## Given request
Write out the full set of records below exactly.

## Input data
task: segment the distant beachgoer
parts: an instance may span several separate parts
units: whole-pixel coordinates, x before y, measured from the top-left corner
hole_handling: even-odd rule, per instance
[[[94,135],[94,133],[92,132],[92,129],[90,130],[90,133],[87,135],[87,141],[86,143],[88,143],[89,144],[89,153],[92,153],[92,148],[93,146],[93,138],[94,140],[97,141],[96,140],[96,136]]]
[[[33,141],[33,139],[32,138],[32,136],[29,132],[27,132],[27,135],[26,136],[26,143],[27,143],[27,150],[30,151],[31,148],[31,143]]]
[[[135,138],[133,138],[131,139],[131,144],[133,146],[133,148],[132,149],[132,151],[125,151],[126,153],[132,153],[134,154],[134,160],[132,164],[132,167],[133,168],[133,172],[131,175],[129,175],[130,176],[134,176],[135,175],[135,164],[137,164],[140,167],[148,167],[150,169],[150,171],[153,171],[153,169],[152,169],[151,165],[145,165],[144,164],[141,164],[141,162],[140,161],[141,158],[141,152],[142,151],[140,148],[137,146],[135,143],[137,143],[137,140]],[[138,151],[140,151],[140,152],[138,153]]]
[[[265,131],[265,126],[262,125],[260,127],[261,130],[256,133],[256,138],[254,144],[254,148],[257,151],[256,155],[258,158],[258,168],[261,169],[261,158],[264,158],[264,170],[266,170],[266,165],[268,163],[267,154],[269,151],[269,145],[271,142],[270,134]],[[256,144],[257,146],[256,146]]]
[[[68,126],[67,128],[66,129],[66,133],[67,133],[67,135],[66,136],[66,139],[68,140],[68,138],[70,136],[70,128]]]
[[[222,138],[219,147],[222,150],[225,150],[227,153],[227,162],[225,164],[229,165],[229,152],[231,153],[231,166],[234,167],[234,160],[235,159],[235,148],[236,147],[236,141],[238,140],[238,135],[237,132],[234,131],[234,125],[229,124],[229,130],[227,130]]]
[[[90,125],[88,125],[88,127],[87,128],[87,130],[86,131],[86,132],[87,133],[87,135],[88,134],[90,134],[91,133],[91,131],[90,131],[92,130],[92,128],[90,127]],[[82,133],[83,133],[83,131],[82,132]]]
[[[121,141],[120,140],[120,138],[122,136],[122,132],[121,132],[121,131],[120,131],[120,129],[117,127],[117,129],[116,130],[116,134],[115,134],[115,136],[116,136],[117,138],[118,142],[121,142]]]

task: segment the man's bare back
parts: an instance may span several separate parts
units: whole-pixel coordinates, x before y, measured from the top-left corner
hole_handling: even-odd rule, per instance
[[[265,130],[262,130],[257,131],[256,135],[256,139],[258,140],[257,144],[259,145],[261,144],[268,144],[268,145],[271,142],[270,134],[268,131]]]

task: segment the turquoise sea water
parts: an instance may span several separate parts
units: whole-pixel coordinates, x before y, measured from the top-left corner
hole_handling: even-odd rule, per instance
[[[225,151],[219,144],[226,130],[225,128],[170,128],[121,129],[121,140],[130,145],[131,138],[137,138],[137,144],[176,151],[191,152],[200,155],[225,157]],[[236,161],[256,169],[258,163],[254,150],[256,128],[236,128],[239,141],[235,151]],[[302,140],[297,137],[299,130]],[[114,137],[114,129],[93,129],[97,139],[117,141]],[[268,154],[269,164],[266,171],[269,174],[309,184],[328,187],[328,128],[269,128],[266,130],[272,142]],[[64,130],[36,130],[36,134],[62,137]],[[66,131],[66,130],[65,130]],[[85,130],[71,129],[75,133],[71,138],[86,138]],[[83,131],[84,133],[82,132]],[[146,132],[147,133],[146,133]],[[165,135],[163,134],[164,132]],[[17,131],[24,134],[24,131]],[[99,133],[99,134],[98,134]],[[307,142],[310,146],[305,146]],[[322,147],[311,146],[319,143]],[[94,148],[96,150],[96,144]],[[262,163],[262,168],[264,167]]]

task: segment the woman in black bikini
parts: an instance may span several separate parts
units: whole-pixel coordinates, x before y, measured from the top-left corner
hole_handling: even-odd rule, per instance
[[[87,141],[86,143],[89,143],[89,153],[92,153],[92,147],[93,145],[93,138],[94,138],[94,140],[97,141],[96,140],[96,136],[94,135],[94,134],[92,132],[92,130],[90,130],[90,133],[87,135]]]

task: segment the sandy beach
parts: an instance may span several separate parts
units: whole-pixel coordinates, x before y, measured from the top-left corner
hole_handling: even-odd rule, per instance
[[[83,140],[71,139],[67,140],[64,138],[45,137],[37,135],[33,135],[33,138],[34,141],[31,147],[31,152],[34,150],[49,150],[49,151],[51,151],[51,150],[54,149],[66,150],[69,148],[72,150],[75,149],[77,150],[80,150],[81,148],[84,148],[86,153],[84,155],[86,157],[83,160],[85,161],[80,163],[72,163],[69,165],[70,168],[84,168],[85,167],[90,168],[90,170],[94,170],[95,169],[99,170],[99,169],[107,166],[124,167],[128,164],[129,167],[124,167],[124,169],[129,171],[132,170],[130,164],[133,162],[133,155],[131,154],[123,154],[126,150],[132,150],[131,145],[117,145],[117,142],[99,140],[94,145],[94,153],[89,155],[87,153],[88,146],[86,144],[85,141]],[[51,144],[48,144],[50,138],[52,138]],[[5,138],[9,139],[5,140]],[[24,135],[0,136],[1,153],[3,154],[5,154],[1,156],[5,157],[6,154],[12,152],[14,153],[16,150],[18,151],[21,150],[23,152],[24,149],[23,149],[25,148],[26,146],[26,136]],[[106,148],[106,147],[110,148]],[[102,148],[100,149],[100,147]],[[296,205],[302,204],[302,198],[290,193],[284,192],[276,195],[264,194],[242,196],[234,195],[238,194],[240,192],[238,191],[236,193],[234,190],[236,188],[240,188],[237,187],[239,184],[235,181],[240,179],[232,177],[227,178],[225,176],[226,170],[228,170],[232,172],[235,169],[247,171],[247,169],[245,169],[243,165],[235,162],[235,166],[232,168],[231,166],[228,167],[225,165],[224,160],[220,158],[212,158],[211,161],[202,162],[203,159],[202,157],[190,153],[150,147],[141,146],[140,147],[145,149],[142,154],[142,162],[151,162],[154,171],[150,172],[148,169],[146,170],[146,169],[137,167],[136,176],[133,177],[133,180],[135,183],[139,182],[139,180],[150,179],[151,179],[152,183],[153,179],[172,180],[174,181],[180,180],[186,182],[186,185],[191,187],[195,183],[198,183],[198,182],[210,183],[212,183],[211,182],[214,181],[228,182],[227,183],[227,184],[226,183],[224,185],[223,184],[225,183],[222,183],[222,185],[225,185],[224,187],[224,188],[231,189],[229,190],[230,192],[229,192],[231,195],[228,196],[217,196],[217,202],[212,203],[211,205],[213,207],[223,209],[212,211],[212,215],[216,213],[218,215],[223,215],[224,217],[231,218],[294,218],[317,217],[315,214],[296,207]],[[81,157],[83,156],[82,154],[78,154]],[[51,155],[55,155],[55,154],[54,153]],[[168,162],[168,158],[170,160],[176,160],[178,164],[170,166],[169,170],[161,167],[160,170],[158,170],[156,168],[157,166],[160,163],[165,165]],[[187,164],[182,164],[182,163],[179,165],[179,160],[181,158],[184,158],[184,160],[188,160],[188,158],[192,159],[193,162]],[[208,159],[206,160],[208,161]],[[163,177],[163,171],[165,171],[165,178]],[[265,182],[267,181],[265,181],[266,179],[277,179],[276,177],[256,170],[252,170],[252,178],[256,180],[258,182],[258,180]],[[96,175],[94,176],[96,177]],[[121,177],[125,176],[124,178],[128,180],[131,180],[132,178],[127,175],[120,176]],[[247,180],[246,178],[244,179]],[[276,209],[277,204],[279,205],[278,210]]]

## Task solution
task: segment the distant beachgoer
parts: an instance may span several separate parts
units: whole-pixel coordinates, x before y, measured from the top-left corner
hole_handling: even-odd rule, per instance
[[[94,135],[94,133],[92,132],[92,129],[90,130],[90,133],[87,135],[87,141],[86,143],[88,143],[89,144],[89,153],[92,153],[92,148],[93,146],[93,138],[94,140],[97,141],[96,140],[96,136]]]
[[[33,141],[33,139],[32,138],[32,136],[29,132],[27,132],[27,135],[26,136],[26,143],[27,143],[27,150],[30,151],[31,148],[31,143]]]
[[[135,138],[133,138],[131,139],[131,144],[133,146],[133,148],[132,149],[132,151],[125,151],[126,153],[132,153],[134,154],[134,160],[132,164],[132,167],[133,168],[133,172],[131,175],[129,175],[130,176],[134,176],[135,175],[135,164],[137,164],[140,167],[148,167],[150,169],[150,171],[153,171],[153,169],[152,169],[151,165],[145,165],[144,164],[141,164],[141,162],[140,161],[141,158],[141,152],[142,151],[140,148],[137,146],[135,143],[137,143],[137,140]],[[138,151],[140,151],[140,152],[138,153]]]
[[[265,131],[265,126],[262,125],[260,127],[261,130],[256,133],[256,138],[254,144],[254,148],[257,151],[256,155],[258,158],[258,168],[261,169],[261,158],[264,158],[264,170],[266,170],[266,165],[268,163],[267,154],[269,151],[269,145],[271,142],[270,134]],[[256,144],[257,146],[256,146]]]
[[[68,126],[67,128],[66,129],[66,133],[67,133],[67,135],[66,136],[66,139],[68,140],[68,138],[70,136],[70,128]]]
[[[222,138],[219,147],[222,150],[225,150],[227,153],[227,162],[225,164],[229,165],[229,152],[231,153],[231,166],[234,167],[234,160],[235,159],[235,148],[236,147],[236,141],[238,140],[238,135],[237,132],[234,131],[234,125],[229,124],[229,130],[227,130]]]
[[[90,125],[88,125],[88,127],[87,128],[87,130],[86,131],[86,132],[87,133],[87,135],[88,134],[90,134],[91,133],[91,131],[90,131],[92,130],[92,128],[90,127]],[[82,133],[83,133],[83,131],[82,132]]]
[[[121,141],[120,140],[120,138],[122,136],[122,132],[121,132],[121,131],[120,131],[120,129],[117,127],[117,129],[116,130],[116,134],[115,134],[115,136],[116,136],[117,138],[118,142],[121,142]]]

task: segment the man's bare back
parts: an instance may span several separate parts
units: whole-pixel coordinates, x before y, measured from the top-left corner
hole_handling: even-odd rule, per instance
[[[265,130],[262,130],[257,131],[256,135],[256,139],[258,140],[257,144],[259,145],[261,144],[268,144],[268,145],[271,142],[270,134],[268,131]]]

task: segment the turquoise sea water
parts: an instance may span several separate parts
units: whole-pixel coordinates, x before y, measured from the top-left corner
hole_handling: even-odd rule, per instance
[[[225,151],[219,144],[226,130],[225,128],[170,128],[121,129],[121,140],[130,145],[131,138],[137,138],[137,144],[176,151],[191,152],[200,155],[225,157]],[[236,161],[256,169],[258,163],[254,150],[256,128],[236,128],[239,141],[235,151]],[[302,140],[297,137],[299,130]],[[114,137],[114,129],[93,129],[97,139],[117,141]],[[268,154],[269,164],[266,171],[269,174],[309,184],[328,187],[328,128],[269,128],[266,130],[272,142]],[[64,130],[36,130],[36,134],[62,137]],[[66,131],[66,130],[65,130]],[[85,130],[71,129],[75,133],[71,138],[86,138]],[[83,131],[84,133],[82,132]],[[146,132],[147,133],[146,133]],[[165,135],[163,134],[164,132]],[[17,131],[24,134],[24,131]],[[99,133],[99,134],[98,134]],[[307,142],[310,146],[305,146]],[[322,147],[311,146],[319,143]],[[94,148],[96,150],[96,144]],[[262,163],[262,168],[264,167]]]

task: segment the woman in black bikini
parts: an instance may span several separate parts
units: whole-pixel coordinates, x before y, measured from the top-left corner
hole_handling: even-odd rule, per instance
[[[87,141],[86,143],[89,143],[89,153],[92,153],[92,147],[93,145],[93,138],[94,138],[94,140],[97,141],[96,140],[96,136],[94,135],[94,134],[92,132],[92,130],[90,130],[90,133],[87,135]]]

task: segment the sandy beach
parts: an instance may span several separate parts
units: whole-pixel coordinates, x before y, measured from the top-left corner
hole_handling: even-odd rule, per instance
[[[83,140],[71,139],[67,140],[64,138],[45,137],[37,135],[33,135],[33,138],[34,141],[31,147],[31,152],[34,150],[49,150],[49,151],[51,151],[51,150],[54,149],[66,150],[69,148],[72,150],[75,149],[77,150],[80,150],[81,148],[84,148],[86,153],[84,155],[86,157],[83,160],[85,161],[80,163],[72,163],[69,165],[70,168],[84,168],[85,167],[90,168],[90,170],[94,170],[95,169],[99,170],[99,169],[107,166],[124,167],[128,164],[129,167],[124,167],[124,169],[129,171],[132,170],[130,164],[133,162],[133,155],[131,154],[123,154],[126,150],[132,150],[131,145],[117,145],[117,142],[99,140],[94,145],[94,153],[89,155],[87,153],[88,146],[86,144],[85,141]],[[51,144],[48,144],[50,138],[52,138]],[[5,138],[9,139],[5,140]],[[24,135],[0,136],[1,153],[3,154],[5,154],[1,156],[5,157],[6,154],[12,152],[14,153],[16,150],[18,151],[21,150],[23,152],[24,149],[23,149],[25,148],[26,146],[26,136]],[[106,148],[106,147],[110,148]],[[102,148],[100,149],[100,147]],[[296,205],[302,204],[302,198],[290,193],[284,192],[276,195],[264,194],[242,196],[234,195],[238,194],[240,192],[238,191],[236,193],[234,190],[236,188],[240,188],[237,187],[239,184],[235,181],[240,179],[232,177],[227,178],[225,176],[226,170],[228,170],[232,172],[235,169],[247,171],[247,169],[245,169],[243,165],[235,162],[235,166],[232,168],[231,166],[228,167],[225,165],[224,160],[220,158],[212,158],[211,161],[202,162],[203,159],[202,157],[190,153],[150,147],[141,146],[140,147],[145,149],[142,154],[142,162],[151,162],[154,171],[150,172],[148,169],[146,170],[146,169],[137,167],[136,176],[133,177],[133,180],[135,183],[139,182],[139,180],[150,179],[151,179],[152,183],[153,179],[172,180],[174,181],[180,180],[186,182],[186,185],[191,187],[195,183],[198,183],[198,182],[210,183],[212,183],[211,182],[214,181],[228,182],[227,183],[227,184],[226,183],[224,185],[223,184],[225,183],[222,183],[222,185],[225,185],[224,187],[224,188],[231,189],[229,190],[230,192],[229,192],[231,195],[228,196],[217,196],[217,202],[212,203],[211,205],[213,207],[223,209],[212,211],[212,215],[216,213],[218,215],[223,215],[224,217],[231,218],[294,218],[317,217],[315,214],[296,207]],[[81,157],[83,156],[82,154],[78,154]],[[51,155],[55,155],[55,154],[54,153]],[[168,162],[168,158],[170,160],[176,160],[178,164],[170,166],[169,170],[161,167],[160,170],[158,170],[156,168],[157,166],[160,163],[165,165]],[[187,164],[182,164],[182,163],[179,165],[179,160],[181,158],[184,158],[184,160],[188,160],[188,158],[192,159],[193,162]],[[208,159],[206,160],[208,161]],[[163,177],[163,171],[165,171],[165,178]],[[265,182],[267,181],[265,181],[266,179],[277,179],[276,177],[256,170],[252,170],[252,178],[256,180],[258,182],[258,180]],[[96,175],[94,176],[96,177]],[[121,177],[125,176],[124,178],[128,180],[131,180],[132,178],[127,175],[120,176]],[[247,180],[246,178],[244,179]],[[276,209],[277,204],[279,205],[278,210]]]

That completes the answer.